**Stated exercise 1:** Copy the part of the Seattle Bubble thread from "There seem to" to "Board of Realtors." word for word.

**Provided passage:**
□ □ □ □
Seattle Bubble has moved! Redirecting...

You should be automatically redirected. If not, visit update your bookmarks.

Off-topic comment? Interesting link?
Head over to the forums, or click here for open threads.

Tuesday, August 18, 1981

Weekend Open Thread

This is your open thread for the weekend. Please post random links and off-topic discussions here.


Mikhail said...

I would be interested in continuing a conversation I started on an earlier thread about how a bankrupt municipality might impact home owners. Does anyone have any examples of what happened in previous instances where cities went bankrupt?

It doesn't seem like the fall-out was all that terrible in Orange County, in the '90s, or New York City back in the '70s. People saw services decline, but they didn't see any shocking bills delivered to home-owners to cover the bankrupt city's debts.

Just what will happen to home owners in bankrupt cities when the WHOLE nation is facing a deep recession?

Part of my interest in this question is a concern that home ownership (at ANY price) could be a severe liability if you happen to be living in a town that goes bust.

Any other thoughts?

meshugy said...

There seem to be a number of other cities which are "different." Austin being one of them:

Austin home sales nail July record

Single-family home sales in the Austin, Texas, area posted a seventh consecutive month of double-digit growth in July and set a record for the month, according to the latest Multiple Listing Service report from the Austin Board of Realtors.

In July, Realtors reported a record 2,721 single-family home sales, up 11 percent from July 2005.

The median price of a single-family home last month also broke a record at $178,190, up 5 percent from July 2005, but down from June's record of $182,000.

Although we're still appreciating faster...Seattle had 15% YOY price increase.

meshugy said...

I was just looking at the July MLS Active listings report. Inventory has been undeniably higher this year. However, it interesting to see that the higher inventory is not the result of a "flood" of properties coming on the market. In fact, there were less new res. listings in July 2006 then July 2005.

New Listings Res King County July 2005: 3,883

New Listings Res King County July 2006: 3,724

There were actually 159 less listing this year. So the increase in inventory has more to do with slower sales then desperate sellers. Hence the ever increasing prices...

richard said...

This is the THIRD relisting for 8003 5th

This place has been on the market since May. At that time the asking price was $750K. Relisted today for $689K.

Christina said...

% Houses for sale with reduced prices (8/06)

Peckhammer said...
□ □ □ □
**Provided data:**

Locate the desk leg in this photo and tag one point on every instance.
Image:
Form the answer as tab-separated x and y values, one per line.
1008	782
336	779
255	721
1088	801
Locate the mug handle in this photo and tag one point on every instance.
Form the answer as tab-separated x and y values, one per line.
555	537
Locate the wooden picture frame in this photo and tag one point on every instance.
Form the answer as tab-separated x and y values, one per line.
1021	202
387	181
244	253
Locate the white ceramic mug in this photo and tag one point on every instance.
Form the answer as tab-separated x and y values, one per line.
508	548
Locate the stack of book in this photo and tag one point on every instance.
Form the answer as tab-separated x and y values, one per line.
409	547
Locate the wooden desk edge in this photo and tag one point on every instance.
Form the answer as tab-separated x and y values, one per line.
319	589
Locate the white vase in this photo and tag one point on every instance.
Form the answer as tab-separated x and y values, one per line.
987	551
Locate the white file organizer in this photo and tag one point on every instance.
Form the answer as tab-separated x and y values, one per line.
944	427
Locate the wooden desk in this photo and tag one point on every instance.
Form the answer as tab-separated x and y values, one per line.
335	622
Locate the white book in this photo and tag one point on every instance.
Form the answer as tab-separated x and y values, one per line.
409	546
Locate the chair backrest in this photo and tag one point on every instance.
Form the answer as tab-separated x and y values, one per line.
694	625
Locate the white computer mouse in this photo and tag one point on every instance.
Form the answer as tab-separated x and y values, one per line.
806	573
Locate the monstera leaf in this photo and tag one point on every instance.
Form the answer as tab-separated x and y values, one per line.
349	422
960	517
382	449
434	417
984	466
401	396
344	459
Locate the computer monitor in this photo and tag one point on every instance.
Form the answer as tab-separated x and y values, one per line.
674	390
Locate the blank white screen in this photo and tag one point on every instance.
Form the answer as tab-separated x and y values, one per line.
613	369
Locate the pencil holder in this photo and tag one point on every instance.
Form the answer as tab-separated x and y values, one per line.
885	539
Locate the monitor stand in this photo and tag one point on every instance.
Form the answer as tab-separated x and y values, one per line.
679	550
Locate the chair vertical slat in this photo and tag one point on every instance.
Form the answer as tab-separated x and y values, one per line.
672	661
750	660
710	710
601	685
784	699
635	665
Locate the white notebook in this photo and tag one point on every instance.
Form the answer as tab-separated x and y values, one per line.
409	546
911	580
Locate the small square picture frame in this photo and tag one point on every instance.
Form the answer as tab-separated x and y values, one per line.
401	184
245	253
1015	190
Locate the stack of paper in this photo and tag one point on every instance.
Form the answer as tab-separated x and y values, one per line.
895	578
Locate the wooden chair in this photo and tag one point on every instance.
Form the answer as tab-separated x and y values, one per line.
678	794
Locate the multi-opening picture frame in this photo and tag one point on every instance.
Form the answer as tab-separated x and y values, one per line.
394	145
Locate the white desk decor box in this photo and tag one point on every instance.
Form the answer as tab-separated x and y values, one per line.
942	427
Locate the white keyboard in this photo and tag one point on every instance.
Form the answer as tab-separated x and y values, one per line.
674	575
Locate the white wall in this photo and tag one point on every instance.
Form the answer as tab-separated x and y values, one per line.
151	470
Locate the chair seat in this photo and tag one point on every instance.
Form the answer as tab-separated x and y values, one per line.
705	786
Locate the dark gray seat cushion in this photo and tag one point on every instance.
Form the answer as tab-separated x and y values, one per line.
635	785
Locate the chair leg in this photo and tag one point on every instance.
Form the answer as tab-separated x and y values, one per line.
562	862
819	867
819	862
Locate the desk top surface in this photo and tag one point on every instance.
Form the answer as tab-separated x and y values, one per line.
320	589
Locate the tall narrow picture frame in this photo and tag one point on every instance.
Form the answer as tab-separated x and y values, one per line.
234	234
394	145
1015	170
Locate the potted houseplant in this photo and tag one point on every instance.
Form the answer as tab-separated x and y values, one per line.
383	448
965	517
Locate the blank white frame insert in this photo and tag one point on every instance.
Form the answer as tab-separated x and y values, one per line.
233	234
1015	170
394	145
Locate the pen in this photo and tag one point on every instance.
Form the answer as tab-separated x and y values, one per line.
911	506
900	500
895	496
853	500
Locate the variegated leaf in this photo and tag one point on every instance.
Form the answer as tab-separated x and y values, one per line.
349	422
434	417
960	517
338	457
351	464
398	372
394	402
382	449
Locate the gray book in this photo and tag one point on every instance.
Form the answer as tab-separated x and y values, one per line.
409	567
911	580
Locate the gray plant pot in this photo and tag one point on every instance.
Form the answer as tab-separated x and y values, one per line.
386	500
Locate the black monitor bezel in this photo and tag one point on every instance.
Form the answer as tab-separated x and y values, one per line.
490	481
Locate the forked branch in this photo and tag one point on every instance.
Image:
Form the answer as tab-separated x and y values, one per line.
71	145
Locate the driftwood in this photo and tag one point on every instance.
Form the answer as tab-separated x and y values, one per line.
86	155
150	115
□ □ □ □
**Stated exercise 2:** Put the entries from the line with "Locate the driftwood" through the last line of the entries into a JSON list of strings, one string per line, with blank lines left out.

**Final answer 1:**
There seem to be a number of other cities which are "different." Austin being one of them:

Austin home sales nail July record

Single-family home sales in the Austin, Texas, area posted a seventh consecutive month of double-digit growth in July and set a record for the month, according to the latest Multiple Listing Service report from the Austin Board of Realtors.

**Final answer 2:**
[
  "Locate the driftwood in this photo and tag one point on every instance.",
  "Form the answer as tab-separated x and y values, one per line.",
  "86\t155",
  "150\t115"
]